OLIVIER TOMA : Chez les acteurs engagés du secteur sanitaire depuis 2009, voire avant, et chez ceux qui ont cru aux objectifs des Grenelle1 & 2, et donc compris les enjeux du sujet, les résultats sont visibles car le développement durable est un investissement économique viable et rentable. Ceux-là sont à la moitié du chemin. Certains ont même quasiment atteint les objectifs de 2020. Mais ils représentent une minorité. Ceux qui ne souhaitaient pas s’engager à l’époque sont toujours absents, aucune sanction ou obligation n’étant prévue. La grande majorité intègre quant à elle les contraintes en y répondant de manière peu structurée. En France, une centaine d’établissements ont vraiment pris le sujet à bras le corps. Tout le reste relève du marketing ! Dans le secteur médico-social, où il n’y a pas d’obligations, la prise en compte est plus récente. Mais les acteurs basculent très vite dans cette nouvelle dynamique.

[Données enregistrées]
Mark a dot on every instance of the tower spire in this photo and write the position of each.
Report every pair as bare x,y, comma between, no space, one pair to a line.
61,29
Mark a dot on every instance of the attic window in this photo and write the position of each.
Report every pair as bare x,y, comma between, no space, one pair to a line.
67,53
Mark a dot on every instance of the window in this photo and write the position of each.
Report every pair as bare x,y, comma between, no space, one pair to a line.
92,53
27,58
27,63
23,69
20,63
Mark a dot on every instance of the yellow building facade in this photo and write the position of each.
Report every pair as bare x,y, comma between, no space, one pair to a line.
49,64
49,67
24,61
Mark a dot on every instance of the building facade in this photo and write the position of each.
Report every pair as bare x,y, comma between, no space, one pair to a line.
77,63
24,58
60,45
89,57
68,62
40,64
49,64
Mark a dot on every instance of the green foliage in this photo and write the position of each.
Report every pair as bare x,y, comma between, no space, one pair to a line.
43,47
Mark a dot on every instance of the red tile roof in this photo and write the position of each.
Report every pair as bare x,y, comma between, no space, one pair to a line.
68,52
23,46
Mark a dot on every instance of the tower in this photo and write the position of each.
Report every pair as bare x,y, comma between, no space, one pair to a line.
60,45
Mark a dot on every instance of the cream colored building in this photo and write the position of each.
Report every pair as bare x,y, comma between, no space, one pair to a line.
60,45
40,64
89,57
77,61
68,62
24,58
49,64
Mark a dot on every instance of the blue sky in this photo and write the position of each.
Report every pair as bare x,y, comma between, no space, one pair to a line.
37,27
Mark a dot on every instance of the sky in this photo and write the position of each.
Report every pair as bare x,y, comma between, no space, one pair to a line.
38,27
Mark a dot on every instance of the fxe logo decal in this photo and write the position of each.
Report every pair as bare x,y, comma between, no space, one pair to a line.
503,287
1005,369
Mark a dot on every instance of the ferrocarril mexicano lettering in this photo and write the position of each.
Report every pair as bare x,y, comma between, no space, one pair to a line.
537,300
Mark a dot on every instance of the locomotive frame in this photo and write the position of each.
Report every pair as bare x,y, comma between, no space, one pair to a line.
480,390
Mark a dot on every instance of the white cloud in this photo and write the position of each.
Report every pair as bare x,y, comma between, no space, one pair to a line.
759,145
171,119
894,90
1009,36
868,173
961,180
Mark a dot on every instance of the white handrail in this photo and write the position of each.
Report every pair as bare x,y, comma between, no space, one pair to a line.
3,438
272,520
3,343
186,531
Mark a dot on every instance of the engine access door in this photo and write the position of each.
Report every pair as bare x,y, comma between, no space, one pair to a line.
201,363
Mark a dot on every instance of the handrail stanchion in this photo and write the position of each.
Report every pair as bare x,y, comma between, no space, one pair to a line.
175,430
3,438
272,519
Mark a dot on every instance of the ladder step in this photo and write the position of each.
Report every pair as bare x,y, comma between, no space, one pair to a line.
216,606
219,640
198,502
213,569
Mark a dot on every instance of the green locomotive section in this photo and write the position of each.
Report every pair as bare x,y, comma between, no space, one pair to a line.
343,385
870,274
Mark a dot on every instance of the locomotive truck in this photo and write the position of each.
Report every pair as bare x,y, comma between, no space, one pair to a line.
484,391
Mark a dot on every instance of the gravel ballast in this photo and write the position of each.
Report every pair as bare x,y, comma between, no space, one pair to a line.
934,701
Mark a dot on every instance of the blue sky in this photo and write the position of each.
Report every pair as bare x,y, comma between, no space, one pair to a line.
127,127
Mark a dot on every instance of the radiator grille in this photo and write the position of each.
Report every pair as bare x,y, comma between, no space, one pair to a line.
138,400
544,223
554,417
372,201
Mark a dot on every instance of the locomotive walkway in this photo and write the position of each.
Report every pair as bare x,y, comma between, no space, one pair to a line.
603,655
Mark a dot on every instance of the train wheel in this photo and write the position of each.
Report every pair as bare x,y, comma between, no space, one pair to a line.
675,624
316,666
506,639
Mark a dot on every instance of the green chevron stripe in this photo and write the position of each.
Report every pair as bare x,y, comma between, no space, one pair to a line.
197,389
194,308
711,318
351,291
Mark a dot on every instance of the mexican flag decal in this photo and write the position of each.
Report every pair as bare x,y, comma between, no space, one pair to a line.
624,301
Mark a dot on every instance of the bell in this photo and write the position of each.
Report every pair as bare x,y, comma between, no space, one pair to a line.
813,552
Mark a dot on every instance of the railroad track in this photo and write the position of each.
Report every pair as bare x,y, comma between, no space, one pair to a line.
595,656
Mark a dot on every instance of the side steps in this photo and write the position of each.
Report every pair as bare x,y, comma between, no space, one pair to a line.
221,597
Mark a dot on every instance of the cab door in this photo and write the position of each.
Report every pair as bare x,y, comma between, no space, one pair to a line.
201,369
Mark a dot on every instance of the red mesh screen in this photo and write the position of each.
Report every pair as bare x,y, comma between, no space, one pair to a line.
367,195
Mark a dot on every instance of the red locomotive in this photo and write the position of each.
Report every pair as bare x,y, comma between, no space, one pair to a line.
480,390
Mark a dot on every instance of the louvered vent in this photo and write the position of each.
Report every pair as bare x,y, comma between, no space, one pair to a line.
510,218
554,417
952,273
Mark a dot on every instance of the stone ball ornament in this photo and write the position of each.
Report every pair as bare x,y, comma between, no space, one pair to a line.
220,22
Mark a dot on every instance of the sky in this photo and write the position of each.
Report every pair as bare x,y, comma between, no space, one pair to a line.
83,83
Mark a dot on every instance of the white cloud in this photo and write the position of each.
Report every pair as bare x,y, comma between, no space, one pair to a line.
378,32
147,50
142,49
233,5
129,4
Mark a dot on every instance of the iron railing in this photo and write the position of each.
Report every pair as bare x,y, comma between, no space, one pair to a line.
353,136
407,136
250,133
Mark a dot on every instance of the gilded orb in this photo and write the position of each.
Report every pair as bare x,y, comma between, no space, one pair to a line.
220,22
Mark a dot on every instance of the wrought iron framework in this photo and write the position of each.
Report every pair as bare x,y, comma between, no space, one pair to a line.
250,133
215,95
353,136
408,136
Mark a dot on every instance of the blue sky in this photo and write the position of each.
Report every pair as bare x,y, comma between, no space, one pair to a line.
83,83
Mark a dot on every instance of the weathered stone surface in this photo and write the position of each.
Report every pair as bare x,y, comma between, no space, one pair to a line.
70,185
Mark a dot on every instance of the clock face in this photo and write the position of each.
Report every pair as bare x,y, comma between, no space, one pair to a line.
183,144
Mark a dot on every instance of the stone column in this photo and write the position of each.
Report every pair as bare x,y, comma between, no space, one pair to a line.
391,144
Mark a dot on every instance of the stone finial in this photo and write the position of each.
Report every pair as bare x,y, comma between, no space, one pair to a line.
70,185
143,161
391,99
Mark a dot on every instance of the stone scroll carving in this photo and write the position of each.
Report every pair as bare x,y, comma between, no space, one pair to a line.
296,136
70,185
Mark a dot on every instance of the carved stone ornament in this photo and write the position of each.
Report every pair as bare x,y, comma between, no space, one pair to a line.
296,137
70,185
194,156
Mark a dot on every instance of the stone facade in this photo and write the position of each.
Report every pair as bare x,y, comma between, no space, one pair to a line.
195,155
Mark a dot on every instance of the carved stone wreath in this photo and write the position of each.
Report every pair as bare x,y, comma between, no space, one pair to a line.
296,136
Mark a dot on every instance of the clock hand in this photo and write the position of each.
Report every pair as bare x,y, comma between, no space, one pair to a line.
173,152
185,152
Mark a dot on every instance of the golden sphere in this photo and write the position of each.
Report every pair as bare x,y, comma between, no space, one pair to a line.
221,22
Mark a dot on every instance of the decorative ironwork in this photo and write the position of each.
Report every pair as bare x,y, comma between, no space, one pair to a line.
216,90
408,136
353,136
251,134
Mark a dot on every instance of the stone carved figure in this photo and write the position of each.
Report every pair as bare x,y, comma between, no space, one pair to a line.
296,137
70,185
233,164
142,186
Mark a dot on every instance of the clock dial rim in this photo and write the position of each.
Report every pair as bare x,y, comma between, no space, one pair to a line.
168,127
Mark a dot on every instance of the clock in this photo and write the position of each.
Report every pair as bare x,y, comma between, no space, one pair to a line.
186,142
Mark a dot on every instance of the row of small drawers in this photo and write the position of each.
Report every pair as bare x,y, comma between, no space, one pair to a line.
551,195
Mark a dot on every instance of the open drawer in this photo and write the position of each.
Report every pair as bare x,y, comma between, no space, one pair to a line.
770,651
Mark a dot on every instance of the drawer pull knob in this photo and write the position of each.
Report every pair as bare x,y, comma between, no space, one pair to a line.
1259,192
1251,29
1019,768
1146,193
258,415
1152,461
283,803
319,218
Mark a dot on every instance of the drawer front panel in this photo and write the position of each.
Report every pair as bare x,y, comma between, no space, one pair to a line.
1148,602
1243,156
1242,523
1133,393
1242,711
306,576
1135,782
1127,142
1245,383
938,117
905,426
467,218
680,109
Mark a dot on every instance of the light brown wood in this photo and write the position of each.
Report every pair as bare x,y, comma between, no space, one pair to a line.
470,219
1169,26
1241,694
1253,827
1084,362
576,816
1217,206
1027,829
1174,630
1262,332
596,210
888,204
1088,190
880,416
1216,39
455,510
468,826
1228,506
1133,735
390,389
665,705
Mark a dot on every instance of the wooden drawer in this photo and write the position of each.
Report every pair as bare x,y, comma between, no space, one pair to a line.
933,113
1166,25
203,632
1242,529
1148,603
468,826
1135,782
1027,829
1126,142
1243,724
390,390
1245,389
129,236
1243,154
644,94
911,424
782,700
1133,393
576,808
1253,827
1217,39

* _BUT DE L'EXERCICE_
Extrayez mot pour mot le texte intégral de l'extrait consacré au développement durable dans le secteur sanitaire. Les données enregistrées n'ont aucun rapport avec l'extrait.

* _RÉPONSE À L'EXERCICE_
OLIVIER TOMA : Chez les acteurs engagés du secteur sanitaire depuis 2009, voire avant, et chez ceux qui ont cru aux objectifs des Grenelle1 & 2, et donc compris les enjeux du sujet, les résultats sont visibles car le développement durable est un investissement économique viable et rentable. Ceux-là sont à la moitié du chemin. Certains ont même quasiment atteint les objectifs de 2020. Mais ils représentent une minorité. Ceux qui ne souhaitaient pas s’engager à l’époque sont toujours absents, aucune sanction ou obligation n’étant prévue. La grande majorité intègre quant à elle les contraintes en y répondant de manière peu structurée. En France, une centaine d’établissements ont vraiment pris le sujet à bras le corps. Tout le reste relève du marketing ! Dans le secteur médico-social, où il n’y a pas d’obligations, la prise en compte est plus récente. Mais les acteurs basculent très vite dans cette nouvelle dynamique.